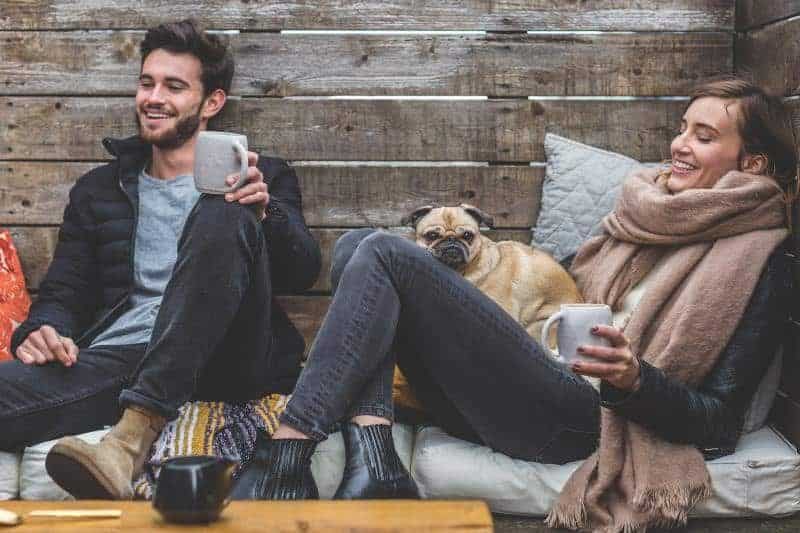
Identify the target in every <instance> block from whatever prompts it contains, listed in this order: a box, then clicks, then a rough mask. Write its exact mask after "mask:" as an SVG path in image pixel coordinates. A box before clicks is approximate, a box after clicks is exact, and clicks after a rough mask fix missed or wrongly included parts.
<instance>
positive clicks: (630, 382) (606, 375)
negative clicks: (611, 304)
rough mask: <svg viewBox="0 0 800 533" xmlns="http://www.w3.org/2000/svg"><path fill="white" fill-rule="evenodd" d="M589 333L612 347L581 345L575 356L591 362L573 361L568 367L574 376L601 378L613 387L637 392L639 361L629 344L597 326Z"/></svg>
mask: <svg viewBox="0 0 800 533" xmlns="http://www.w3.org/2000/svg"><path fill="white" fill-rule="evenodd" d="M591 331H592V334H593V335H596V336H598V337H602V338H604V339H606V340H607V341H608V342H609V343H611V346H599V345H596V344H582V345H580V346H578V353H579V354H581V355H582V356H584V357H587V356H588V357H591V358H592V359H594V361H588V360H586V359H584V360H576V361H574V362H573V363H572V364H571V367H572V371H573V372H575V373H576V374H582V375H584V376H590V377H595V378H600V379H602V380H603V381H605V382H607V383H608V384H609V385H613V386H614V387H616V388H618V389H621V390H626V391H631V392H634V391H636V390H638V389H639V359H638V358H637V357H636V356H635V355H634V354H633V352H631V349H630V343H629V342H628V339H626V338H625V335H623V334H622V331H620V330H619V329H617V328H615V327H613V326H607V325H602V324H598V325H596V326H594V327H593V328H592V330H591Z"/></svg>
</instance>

[ASSIGNMENT]: Repeat, exactly and in full, each line from the start of the data to the line that contains "negative clicks: (611, 304)". Pictures do not go in.

[OUTPUT FOR THIS TASK]:
Identify the target in every <instance> block from whatever prompts it contains, listed in this order: a box, then clicks, then a rough mask. Write its exact mask after "mask:" as an SVG path in image pixel coordinates. A box before clicks is approximate, a box after clicks is exact, and clicks after a rough mask fix missed or wrongly included parts.
<instance>
positive clicks: (630, 382) (606, 375)
negative clicks: (611, 304)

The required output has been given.